TASK INSTRUCTIONS
Reproduce the lines below exactly, beginning at the line that contains "Please place a point on every instance of the khaki trousers" and continuing through the end of the records.

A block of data
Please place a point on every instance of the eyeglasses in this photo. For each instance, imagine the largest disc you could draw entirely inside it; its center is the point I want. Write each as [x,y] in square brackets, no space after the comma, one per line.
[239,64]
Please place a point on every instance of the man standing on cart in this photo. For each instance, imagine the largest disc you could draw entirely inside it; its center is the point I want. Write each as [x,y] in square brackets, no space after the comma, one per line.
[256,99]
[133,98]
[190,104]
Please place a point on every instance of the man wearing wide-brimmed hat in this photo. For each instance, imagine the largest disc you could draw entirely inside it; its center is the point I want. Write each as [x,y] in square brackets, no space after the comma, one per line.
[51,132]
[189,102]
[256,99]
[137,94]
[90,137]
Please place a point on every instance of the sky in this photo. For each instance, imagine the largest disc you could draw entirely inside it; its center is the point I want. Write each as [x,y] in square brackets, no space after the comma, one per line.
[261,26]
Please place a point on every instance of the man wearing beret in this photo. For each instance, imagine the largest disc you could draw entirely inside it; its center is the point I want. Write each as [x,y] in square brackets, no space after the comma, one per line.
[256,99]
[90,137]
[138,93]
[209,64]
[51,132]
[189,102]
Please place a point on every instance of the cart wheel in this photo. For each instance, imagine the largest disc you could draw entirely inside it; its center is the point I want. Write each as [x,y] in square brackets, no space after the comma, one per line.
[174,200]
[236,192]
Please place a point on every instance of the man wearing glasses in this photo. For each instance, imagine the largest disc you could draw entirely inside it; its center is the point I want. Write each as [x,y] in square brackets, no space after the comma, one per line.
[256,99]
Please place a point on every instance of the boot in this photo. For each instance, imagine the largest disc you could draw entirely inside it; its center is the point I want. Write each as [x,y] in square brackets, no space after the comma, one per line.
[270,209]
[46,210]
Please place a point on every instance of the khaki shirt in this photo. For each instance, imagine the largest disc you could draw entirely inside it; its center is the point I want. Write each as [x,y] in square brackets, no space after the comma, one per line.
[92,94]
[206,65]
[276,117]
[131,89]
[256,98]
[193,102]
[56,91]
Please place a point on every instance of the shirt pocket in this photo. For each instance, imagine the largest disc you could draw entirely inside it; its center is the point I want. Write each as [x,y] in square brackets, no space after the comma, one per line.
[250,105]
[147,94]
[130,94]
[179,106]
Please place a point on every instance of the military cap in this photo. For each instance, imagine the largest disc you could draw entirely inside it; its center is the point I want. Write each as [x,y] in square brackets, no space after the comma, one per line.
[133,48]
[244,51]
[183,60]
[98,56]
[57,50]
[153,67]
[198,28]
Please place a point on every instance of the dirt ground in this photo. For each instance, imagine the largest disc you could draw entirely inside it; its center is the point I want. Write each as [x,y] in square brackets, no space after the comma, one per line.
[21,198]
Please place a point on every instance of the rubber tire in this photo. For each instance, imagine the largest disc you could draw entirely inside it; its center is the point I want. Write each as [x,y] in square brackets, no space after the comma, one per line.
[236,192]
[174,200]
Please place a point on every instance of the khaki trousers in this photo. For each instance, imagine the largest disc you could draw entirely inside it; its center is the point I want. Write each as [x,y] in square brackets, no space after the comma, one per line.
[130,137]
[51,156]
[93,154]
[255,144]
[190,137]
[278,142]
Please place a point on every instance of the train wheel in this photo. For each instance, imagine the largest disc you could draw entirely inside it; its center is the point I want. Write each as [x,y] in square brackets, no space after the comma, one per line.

SOLUTION TO THE PROBLEM
Please place a point on every instance of the khaki trousers in this photo. For each instance, imagine the largest disc you could draw entirely inside it; its center is the point I want. Write each as [x,y] in square brackets, no space after the comma, one per line.
[130,137]
[51,156]
[93,154]
[255,144]
[190,137]
[278,142]
Please place a point on every instance of the train wheel in this photo. For each instance, imagine the largest disc you could draw entirely inside it; its center is the point I want. Write each as [x,y] in square brackets, no space after the comma, one per line.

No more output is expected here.